▸ What is needed
Transcribe only the lines of the listing below from the one holding "# Task: locate the elephant's head" through the one holding "# Task: locate the elephant's eye", inclusive, without any change.

▸ Material provided
--- START ---

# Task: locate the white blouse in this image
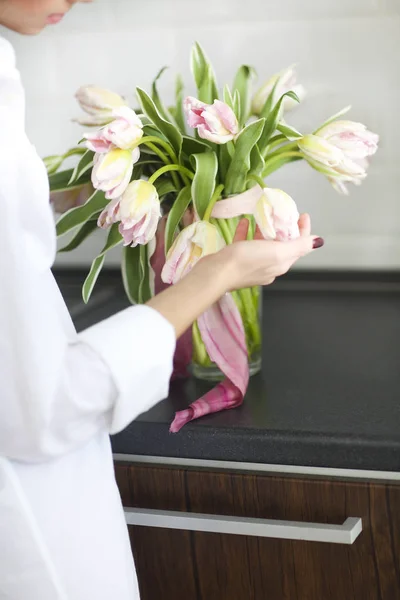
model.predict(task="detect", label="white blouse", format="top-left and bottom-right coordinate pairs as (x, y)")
top-left (0, 36), bottom-right (176, 599)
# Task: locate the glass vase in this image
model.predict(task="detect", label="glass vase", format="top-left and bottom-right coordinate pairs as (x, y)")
top-left (191, 285), bottom-right (262, 381)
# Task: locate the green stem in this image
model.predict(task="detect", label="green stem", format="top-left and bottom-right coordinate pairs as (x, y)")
top-left (265, 134), bottom-right (287, 153)
top-left (264, 140), bottom-right (299, 161)
top-left (238, 287), bottom-right (261, 349)
top-left (247, 174), bottom-right (266, 189)
top-left (148, 164), bottom-right (194, 185)
top-left (143, 141), bottom-right (170, 165)
top-left (143, 141), bottom-right (180, 189)
top-left (262, 151), bottom-right (303, 178)
top-left (140, 135), bottom-right (190, 186)
top-left (140, 136), bottom-right (178, 163)
top-left (203, 184), bottom-right (224, 222)
top-left (192, 321), bottom-right (210, 367)
top-left (213, 217), bottom-right (261, 351)
top-left (216, 217), bottom-right (233, 244)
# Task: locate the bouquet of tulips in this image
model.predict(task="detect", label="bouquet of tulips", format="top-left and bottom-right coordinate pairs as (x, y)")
top-left (47, 43), bottom-right (379, 431)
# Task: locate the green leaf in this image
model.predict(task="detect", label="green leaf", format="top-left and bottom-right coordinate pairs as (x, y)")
top-left (43, 155), bottom-right (64, 175)
top-left (223, 85), bottom-right (234, 110)
top-left (314, 105), bottom-right (352, 134)
top-left (259, 78), bottom-right (280, 119)
top-left (43, 147), bottom-right (86, 176)
top-left (49, 169), bottom-right (81, 193)
top-left (56, 190), bottom-right (108, 237)
top-left (135, 158), bottom-right (163, 167)
top-left (277, 121), bottom-right (303, 141)
top-left (58, 219), bottom-right (99, 253)
top-left (248, 144), bottom-right (265, 180)
top-left (258, 91), bottom-right (300, 155)
top-left (225, 119), bottom-right (265, 196)
top-left (121, 244), bottom-right (142, 304)
top-left (233, 90), bottom-right (241, 122)
top-left (132, 164), bottom-right (144, 181)
top-left (232, 65), bottom-right (257, 124)
top-left (218, 143), bottom-right (232, 182)
top-left (79, 223), bottom-right (124, 304)
top-left (139, 245), bottom-right (152, 303)
top-left (98, 222), bottom-right (123, 256)
top-left (190, 42), bottom-right (218, 103)
top-left (181, 135), bottom-right (212, 158)
top-left (165, 186), bottom-right (192, 252)
top-left (151, 66), bottom-right (171, 121)
top-left (49, 168), bottom-right (91, 193)
top-left (190, 152), bottom-right (218, 220)
top-left (142, 123), bottom-right (167, 141)
top-left (82, 255), bottom-right (105, 304)
top-left (174, 74), bottom-right (186, 135)
top-left (263, 154), bottom-right (302, 178)
top-left (136, 87), bottom-right (182, 158)
top-left (154, 177), bottom-right (178, 198)
top-left (68, 150), bottom-right (94, 185)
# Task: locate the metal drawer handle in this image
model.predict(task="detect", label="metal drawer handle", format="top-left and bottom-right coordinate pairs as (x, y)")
top-left (124, 508), bottom-right (362, 545)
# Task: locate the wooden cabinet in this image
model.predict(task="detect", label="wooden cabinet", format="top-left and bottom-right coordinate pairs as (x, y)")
top-left (114, 463), bottom-right (400, 600)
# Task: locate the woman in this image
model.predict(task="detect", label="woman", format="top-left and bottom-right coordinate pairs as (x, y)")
top-left (0, 1), bottom-right (323, 598)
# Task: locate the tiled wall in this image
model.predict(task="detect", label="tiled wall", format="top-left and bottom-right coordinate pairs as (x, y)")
top-left (3, 0), bottom-right (400, 268)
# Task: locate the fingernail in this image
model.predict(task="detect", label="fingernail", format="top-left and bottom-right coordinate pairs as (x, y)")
top-left (312, 237), bottom-right (324, 249)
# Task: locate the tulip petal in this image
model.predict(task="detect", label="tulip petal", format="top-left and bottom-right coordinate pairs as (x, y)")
top-left (197, 125), bottom-right (235, 145)
top-left (299, 134), bottom-right (343, 167)
top-left (211, 184), bottom-right (262, 219)
top-left (84, 132), bottom-right (113, 154)
top-left (255, 188), bottom-right (300, 242)
top-left (161, 223), bottom-right (198, 284)
top-left (98, 197), bottom-right (120, 228)
top-left (254, 197), bottom-right (276, 240)
top-left (169, 293), bottom-right (249, 432)
top-left (169, 379), bottom-right (243, 433)
top-left (214, 100), bottom-right (239, 135)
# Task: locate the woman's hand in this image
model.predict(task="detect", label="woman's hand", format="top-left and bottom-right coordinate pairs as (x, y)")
top-left (205, 213), bottom-right (323, 293)
top-left (147, 214), bottom-right (323, 338)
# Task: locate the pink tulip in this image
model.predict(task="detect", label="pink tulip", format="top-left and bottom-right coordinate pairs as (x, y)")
top-left (75, 85), bottom-right (128, 126)
top-left (92, 147), bottom-right (138, 200)
top-left (298, 120), bottom-right (379, 194)
top-left (210, 184), bottom-right (300, 241)
top-left (118, 181), bottom-right (161, 247)
top-left (97, 197), bottom-right (120, 228)
top-left (184, 96), bottom-right (239, 144)
top-left (161, 221), bottom-right (225, 285)
top-left (84, 107), bottom-right (143, 153)
top-left (98, 180), bottom-right (161, 247)
top-left (254, 188), bottom-right (300, 241)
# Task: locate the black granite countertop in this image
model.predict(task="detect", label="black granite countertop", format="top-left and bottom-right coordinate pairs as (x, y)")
top-left (56, 269), bottom-right (400, 472)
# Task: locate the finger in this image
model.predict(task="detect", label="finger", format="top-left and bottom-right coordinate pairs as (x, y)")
top-left (298, 213), bottom-right (311, 237)
top-left (279, 235), bottom-right (324, 261)
top-left (233, 218), bottom-right (250, 243)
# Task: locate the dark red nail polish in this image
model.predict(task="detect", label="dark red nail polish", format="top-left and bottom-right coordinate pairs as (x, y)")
top-left (313, 237), bottom-right (324, 249)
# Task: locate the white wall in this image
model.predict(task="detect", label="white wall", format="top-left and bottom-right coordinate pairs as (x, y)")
top-left (2, 0), bottom-right (400, 269)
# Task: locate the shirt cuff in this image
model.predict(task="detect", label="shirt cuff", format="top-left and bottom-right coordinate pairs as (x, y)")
top-left (78, 305), bottom-right (176, 434)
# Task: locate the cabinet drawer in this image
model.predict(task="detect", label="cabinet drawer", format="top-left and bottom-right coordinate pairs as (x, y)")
top-left (115, 463), bottom-right (400, 600)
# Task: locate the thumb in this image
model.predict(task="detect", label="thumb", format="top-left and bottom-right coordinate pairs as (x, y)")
top-left (283, 235), bottom-right (324, 259)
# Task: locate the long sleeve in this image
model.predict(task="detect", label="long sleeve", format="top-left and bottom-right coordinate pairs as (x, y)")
top-left (0, 37), bottom-right (176, 463)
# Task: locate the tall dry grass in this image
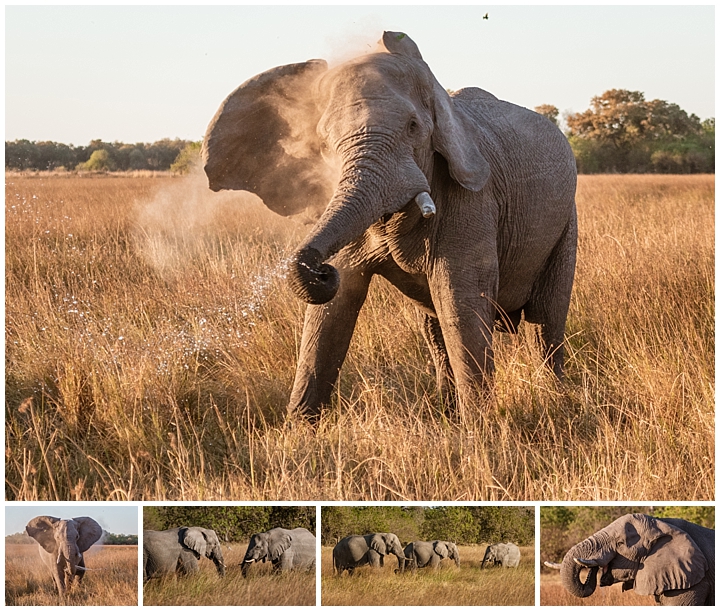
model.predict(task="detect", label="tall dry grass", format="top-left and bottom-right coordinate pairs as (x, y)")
top-left (321, 544), bottom-right (534, 606)
top-left (142, 541), bottom-right (315, 606)
top-left (540, 570), bottom-right (654, 606)
top-left (5, 173), bottom-right (714, 501)
top-left (5, 543), bottom-right (138, 606)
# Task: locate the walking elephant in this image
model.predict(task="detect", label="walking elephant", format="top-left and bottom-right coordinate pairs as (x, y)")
top-left (482, 542), bottom-right (521, 568)
top-left (402, 540), bottom-right (460, 572)
top-left (241, 527), bottom-right (316, 576)
top-left (143, 527), bottom-right (226, 581)
top-left (544, 514), bottom-right (714, 605)
top-left (333, 533), bottom-right (410, 575)
top-left (26, 515), bottom-right (103, 596)
top-left (202, 30), bottom-right (578, 419)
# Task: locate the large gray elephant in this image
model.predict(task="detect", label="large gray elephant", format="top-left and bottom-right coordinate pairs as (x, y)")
top-left (333, 533), bottom-right (410, 575)
top-left (202, 30), bottom-right (577, 418)
top-left (26, 515), bottom-right (103, 596)
top-left (402, 540), bottom-right (460, 573)
top-left (143, 527), bottom-right (226, 581)
top-left (241, 527), bottom-right (316, 576)
top-left (544, 514), bottom-right (714, 605)
top-left (481, 542), bottom-right (521, 568)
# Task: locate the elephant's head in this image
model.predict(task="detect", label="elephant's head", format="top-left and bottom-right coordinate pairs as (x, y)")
top-left (371, 532), bottom-right (410, 572)
top-left (434, 541), bottom-right (460, 567)
top-left (203, 30), bottom-right (489, 305)
top-left (481, 543), bottom-right (503, 569)
top-left (26, 516), bottom-right (103, 590)
top-left (181, 527), bottom-right (226, 577)
top-left (556, 514), bottom-right (709, 599)
top-left (241, 530), bottom-right (292, 577)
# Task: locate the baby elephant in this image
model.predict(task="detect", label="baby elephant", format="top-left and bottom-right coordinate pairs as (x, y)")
top-left (241, 527), bottom-right (316, 577)
top-left (402, 540), bottom-right (460, 573)
top-left (143, 527), bottom-right (226, 581)
top-left (481, 542), bottom-right (521, 569)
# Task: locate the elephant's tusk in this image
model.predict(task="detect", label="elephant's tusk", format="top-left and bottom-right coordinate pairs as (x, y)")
top-left (543, 561), bottom-right (562, 570)
top-left (415, 192), bottom-right (436, 218)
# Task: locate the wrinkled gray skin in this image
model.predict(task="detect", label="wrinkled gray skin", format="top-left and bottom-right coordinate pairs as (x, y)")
top-left (26, 515), bottom-right (103, 597)
top-left (482, 542), bottom-right (520, 569)
top-left (241, 527), bottom-right (316, 577)
top-left (202, 30), bottom-right (577, 419)
top-left (548, 514), bottom-right (714, 605)
top-left (143, 527), bottom-right (226, 581)
top-left (333, 533), bottom-right (409, 575)
top-left (402, 540), bottom-right (460, 573)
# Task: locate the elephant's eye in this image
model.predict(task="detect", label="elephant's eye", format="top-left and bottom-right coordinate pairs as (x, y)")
top-left (407, 119), bottom-right (420, 137)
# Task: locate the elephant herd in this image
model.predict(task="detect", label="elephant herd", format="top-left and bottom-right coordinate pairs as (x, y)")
top-left (331, 532), bottom-right (520, 576)
top-left (143, 526), bottom-right (316, 581)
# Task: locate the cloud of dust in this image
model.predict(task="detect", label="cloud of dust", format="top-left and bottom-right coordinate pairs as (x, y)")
top-left (321, 18), bottom-right (388, 67)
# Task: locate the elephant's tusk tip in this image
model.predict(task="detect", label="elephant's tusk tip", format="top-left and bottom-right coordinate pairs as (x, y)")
top-left (415, 192), bottom-right (436, 218)
top-left (544, 561), bottom-right (562, 570)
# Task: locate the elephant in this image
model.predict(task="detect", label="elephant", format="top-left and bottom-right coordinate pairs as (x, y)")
top-left (481, 542), bottom-right (521, 569)
top-left (143, 526), bottom-right (226, 581)
top-left (25, 515), bottom-right (103, 596)
top-left (402, 540), bottom-right (460, 573)
top-left (544, 514), bottom-right (714, 605)
top-left (333, 532), bottom-right (410, 575)
top-left (241, 527), bottom-right (316, 576)
top-left (202, 30), bottom-right (577, 419)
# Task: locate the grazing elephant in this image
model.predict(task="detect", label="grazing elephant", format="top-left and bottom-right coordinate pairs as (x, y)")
top-left (402, 540), bottom-right (460, 573)
top-left (202, 30), bottom-right (577, 418)
top-left (482, 542), bottom-right (521, 569)
top-left (26, 515), bottom-right (103, 596)
top-left (333, 533), bottom-right (410, 575)
top-left (241, 527), bottom-right (316, 576)
top-left (143, 527), bottom-right (226, 581)
top-left (544, 514), bottom-right (714, 605)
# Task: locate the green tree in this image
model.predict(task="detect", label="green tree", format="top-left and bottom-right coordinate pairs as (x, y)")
top-left (78, 148), bottom-right (115, 171)
top-left (171, 141), bottom-right (202, 174)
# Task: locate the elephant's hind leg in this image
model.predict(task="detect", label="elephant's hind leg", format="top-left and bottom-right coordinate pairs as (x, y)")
top-left (524, 214), bottom-right (577, 378)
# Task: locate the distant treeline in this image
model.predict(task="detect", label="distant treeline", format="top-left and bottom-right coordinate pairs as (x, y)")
top-left (6, 531), bottom-right (138, 545)
top-left (5, 138), bottom-right (194, 172)
top-left (143, 506), bottom-right (316, 543)
top-left (321, 506), bottom-right (534, 547)
top-left (540, 506), bottom-right (715, 567)
top-left (6, 89), bottom-right (714, 174)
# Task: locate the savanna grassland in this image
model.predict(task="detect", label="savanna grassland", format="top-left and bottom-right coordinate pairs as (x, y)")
top-left (540, 570), bottom-right (654, 606)
top-left (5, 172), bottom-right (714, 501)
top-left (142, 541), bottom-right (315, 606)
top-left (5, 543), bottom-right (138, 606)
top-left (321, 544), bottom-right (534, 606)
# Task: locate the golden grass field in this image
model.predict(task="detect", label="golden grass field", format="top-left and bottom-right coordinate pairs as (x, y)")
top-left (321, 543), bottom-right (534, 606)
top-left (5, 172), bottom-right (714, 501)
top-left (540, 570), bottom-right (657, 606)
top-left (142, 540), bottom-right (315, 606)
top-left (5, 543), bottom-right (138, 606)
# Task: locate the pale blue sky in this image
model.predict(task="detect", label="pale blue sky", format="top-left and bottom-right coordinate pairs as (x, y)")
top-left (5, 4), bottom-right (715, 145)
top-left (5, 505), bottom-right (139, 536)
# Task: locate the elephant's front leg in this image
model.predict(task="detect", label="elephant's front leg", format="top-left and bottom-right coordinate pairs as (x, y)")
top-left (428, 259), bottom-right (498, 411)
top-left (287, 266), bottom-right (372, 420)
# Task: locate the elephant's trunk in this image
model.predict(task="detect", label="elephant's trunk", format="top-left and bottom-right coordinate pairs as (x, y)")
top-left (560, 541), bottom-right (600, 599)
top-left (288, 154), bottom-right (431, 305)
top-left (241, 558), bottom-right (254, 578)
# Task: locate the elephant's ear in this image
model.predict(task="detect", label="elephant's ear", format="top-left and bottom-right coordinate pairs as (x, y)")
top-left (269, 533), bottom-right (292, 561)
top-left (72, 517), bottom-right (103, 552)
top-left (182, 527), bottom-right (208, 557)
top-left (433, 541), bottom-right (449, 559)
top-left (369, 534), bottom-right (387, 556)
top-left (380, 31), bottom-right (489, 192)
top-left (202, 59), bottom-right (332, 217)
top-left (629, 516), bottom-right (708, 596)
top-left (26, 516), bottom-right (61, 554)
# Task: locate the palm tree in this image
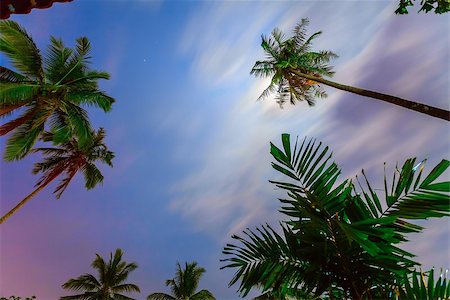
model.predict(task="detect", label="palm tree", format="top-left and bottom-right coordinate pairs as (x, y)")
top-left (147, 262), bottom-right (216, 300)
top-left (251, 19), bottom-right (450, 121)
top-left (61, 248), bottom-right (140, 300)
top-left (0, 20), bottom-right (115, 160)
top-left (221, 133), bottom-right (450, 299)
top-left (0, 128), bottom-right (113, 224)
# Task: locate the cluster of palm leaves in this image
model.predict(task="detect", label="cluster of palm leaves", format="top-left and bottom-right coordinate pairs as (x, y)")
top-left (0, 20), bottom-right (115, 223)
top-left (222, 133), bottom-right (449, 299)
top-left (60, 250), bottom-right (215, 300)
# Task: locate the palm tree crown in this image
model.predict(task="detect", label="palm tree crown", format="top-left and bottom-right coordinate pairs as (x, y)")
top-left (251, 18), bottom-right (335, 107)
top-left (61, 248), bottom-right (140, 300)
top-left (0, 20), bottom-right (115, 160)
top-left (0, 128), bottom-right (113, 224)
top-left (147, 261), bottom-right (216, 300)
top-left (251, 18), bottom-right (450, 121)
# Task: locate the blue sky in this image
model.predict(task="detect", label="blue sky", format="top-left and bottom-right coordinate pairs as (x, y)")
top-left (1, 1), bottom-right (449, 299)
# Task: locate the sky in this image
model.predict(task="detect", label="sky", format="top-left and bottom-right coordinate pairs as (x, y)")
top-left (0, 0), bottom-right (449, 299)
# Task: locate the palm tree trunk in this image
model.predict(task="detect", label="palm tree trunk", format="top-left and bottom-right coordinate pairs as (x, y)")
top-left (0, 181), bottom-right (50, 224)
top-left (289, 70), bottom-right (450, 122)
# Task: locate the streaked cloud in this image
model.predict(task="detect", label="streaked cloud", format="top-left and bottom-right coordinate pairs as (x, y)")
top-left (171, 1), bottom-right (450, 267)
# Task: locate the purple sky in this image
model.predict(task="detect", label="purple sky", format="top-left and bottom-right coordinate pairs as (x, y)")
top-left (1, 1), bottom-right (449, 299)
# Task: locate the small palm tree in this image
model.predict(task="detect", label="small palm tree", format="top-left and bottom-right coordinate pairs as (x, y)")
top-left (0, 128), bottom-right (113, 224)
top-left (0, 20), bottom-right (115, 160)
top-left (61, 248), bottom-right (140, 300)
top-left (222, 133), bottom-right (449, 299)
top-left (251, 19), bottom-right (450, 121)
top-left (147, 262), bottom-right (216, 300)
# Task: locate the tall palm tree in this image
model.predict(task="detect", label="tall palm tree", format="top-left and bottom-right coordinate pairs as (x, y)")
top-left (251, 19), bottom-right (450, 121)
top-left (0, 20), bottom-right (115, 160)
top-left (0, 128), bottom-right (113, 224)
top-left (222, 134), bottom-right (449, 299)
top-left (147, 262), bottom-right (216, 300)
top-left (61, 248), bottom-right (140, 300)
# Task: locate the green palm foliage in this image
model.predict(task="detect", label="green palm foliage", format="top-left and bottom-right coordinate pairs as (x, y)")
top-left (251, 19), bottom-right (450, 121)
top-left (0, 128), bottom-right (114, 224)
top-left (397, 269), bottom-right (450, 299)
top-left (0, 20), bottom-right (115, 160)
top-left (147, 262), bottom-right (216, 300)
top-left (222, 133), bottom-right (450, 299)
top-left (395, 0), bottom-right (450, 14)
top-left (61, 248), bottom-right (140, 300)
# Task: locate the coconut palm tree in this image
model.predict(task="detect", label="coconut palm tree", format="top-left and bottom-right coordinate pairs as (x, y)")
top-left (222, 134), bottom-right (450, 299)
top-left (61, 248), bottom-right (140, 300)
top-left (147, 262), bottom-right (216, 300)
top-left (0, 128), bottom-right (113, 224)
top-left (0, 20), bottom-right (115, 161)
top-left (251, 19), bottom-right (450, 121)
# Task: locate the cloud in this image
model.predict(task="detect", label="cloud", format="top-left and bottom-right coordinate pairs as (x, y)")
top-left (170, 1), bottom-right (450, 271)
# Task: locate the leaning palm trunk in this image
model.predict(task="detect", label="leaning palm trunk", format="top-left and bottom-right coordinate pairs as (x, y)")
top-left (0, 179), bottom-right (54, 224)
top-left (289, 69), bottom-right (450, 121)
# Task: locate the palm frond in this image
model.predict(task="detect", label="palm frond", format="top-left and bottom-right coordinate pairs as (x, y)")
top-left (3, 120), bottom-right (43, 160)
top-left (0, 107), bottom-right (34, 135)
top-left (190, 289), bottom-right (216, 300)
top-left (112, 283), bottom-right (141, 293)
top-left (68, 90), bottom-right (115, 112)
top-left (0, 20), bottom-right (44, 81)
top-left (222, 224), bottom-right (306, 297)
top-left (146, 293), bottom-right (175, 300)
top-left (0, 66), bottom-right (29, 83)
top-left (292, 18), bottom-right (309, 48)
top-left (44, 36), bottom-right (73, 84)
top-left (0, 82), bottom-right (38, 104)
top-left (356, 158), bottom-right (450, 233)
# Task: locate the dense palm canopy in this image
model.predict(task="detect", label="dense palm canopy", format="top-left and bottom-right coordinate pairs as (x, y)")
top-left (61, 248), bottom-right (140, 300)
top-left (0, 20), bottom-right (115, 161)
top-left (0, 128), bottom-right (114, 224)
top-left (222, 134), bottom-right (450, 299)
top-left (147, 262), bottom-right (216, 300)
top-left (251, 19), bottom-right (450, 121)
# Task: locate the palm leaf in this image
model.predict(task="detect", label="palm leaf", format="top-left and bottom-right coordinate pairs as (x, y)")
top-left (0, 20), bottom-right (44, 81)
top-left (146, 293), bottom-right (175, 300)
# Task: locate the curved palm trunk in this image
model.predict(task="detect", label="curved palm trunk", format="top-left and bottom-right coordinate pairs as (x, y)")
top-left (290, 70), bottom-right (450, 122)
top-left (0, 179), bottom-right (54, 224)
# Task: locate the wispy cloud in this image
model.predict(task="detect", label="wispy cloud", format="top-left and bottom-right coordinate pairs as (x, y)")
top-left (170, 1), bottom-right (450, 269)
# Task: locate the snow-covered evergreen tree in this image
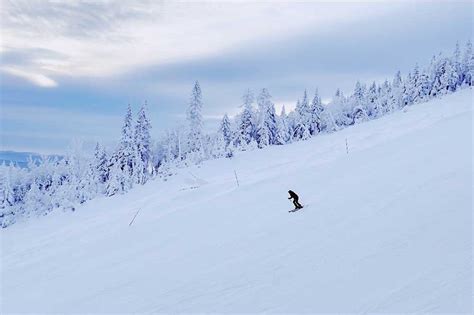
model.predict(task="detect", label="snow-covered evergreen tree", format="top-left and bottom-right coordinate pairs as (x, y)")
top-left (210, 133), bottom-right (227, 158)
top-left (276, 106), bottom-right (290, 144)
top-left (309, 89), bottom-right (324, 134)
top-left (389, 71), bottom-right (403, 111)
top-left (0, 163), bottom-right (15, 210)
top-left (322, 105), bottom-right (338, 133)
top-left (331, 89), bottom-right (352, 127)
top-left (77, 164), bottom-right (98, 204)
top-left (110, 105), bottom-right (136, 182)
top-left (352, 81), bottom-right (368, 123)
top-left (219, 114), bottom-right (233, 147)
top-left (366, 82), bottom-right (378, 116)
top-left (462, 40), bottom-right (473, 86)
top-left (186, 81), bottom-right (204, 156)
top-left (23, 180), bottom-right (51, 217)
top-left (299, 89), bottom-right (310, 124)
top-left (256, 88), bottom-right (278, 148)
top-left (402, 72), bottom-right (414, 106)
top-left (453, 41), bottom-right (462, 86)
top-left (134, 103), bottom-right (152, 184)
top-left (293, 98), bottom-right (310, 140)
top-left (429, 54), bottom-right (451, 97)
top-left (417, 68), bottom-right (431, 102)
top-left (410, 64), bottom-right (421, 104)
top-left (93, 142), bottom-right (108, 185)
top-left (157, 130), bottom-right (180, 178)
top-left (235, 89), bottom-right (256, 149)
top-left (106, 162), bottom-right (127, 196)
top-left (0, 163), bottom-right (17, 227)
top-left (372, 80), bottom-right (387, 116)
top-left (440, 59), bottom-right (459, 93)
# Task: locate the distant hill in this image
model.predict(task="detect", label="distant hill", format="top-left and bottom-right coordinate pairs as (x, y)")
top-left (0, 151), bottom-right (62, 168)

--- END ---

▸ Task output
# Task: locate the elephant's head in this image
model.predict(task="detect", label="elephant's head", format="top-left and bottom-right coordinate pairs as (x, y)")
top-left (371, 532), bottom-right (410, 572)
top-left (434, 541), bottom-right (460, 567)
top-left (203, 30), bottom-right (489, 305)
top-left (481, 543), bottom-right (503, 569)
top-left (26, 516), bottom-right (103, 590)
top-left (181, 527), bottom-right (226, 577)
top-left (556, 514), bottom-right (709, 599)
top-left (241, 530), bottom-right (292, 577)
# Task: locate the baby elephant in this image
model.predict(task="detect", label="baby elephant", format="top-left and bottom-right coordinate pairs as (x, y)")
top-left (241, 527), bottom-right (316, 577)
top-left (402, 540), bottom-right (460, 573)
top-left (143, 527), bottom-right (226, 581)
top-left (481, 542), bottom-right (521, 569)
# Task: locate the elephant's tusk in this image
model.predict(task="detect", label="elephant's tusk", format="top-left and bottom-right coordinate pairs as (x, y)")
top-left (543, 561), bottom-right (562, 570)
top-left (415, 192), bottom-right (436, 218)
# Task: locate the wrinkled gray skin in this image
model.predict(task="detect", label="wrinkled gray skin", format="top-left and bottom-right coordinate pairs as (x, y)")
top-left (26, 515), bottom-right (103, 597)
top-left (482, 542), bottom-right (520, 569)
top-left (241, 527), bottom-right (316, 577)
top-left (202, 30), bottom-right (577, 419)
top-left (548, 514), bottom-right (714, 605)
top-left (143, 527), bottom-right (226, 581)
top-left (333, 533), bottom-right (409, 575)
top-left (402, 540), bottom-right (460, 573)
# Task: locate the elephant's eye in this image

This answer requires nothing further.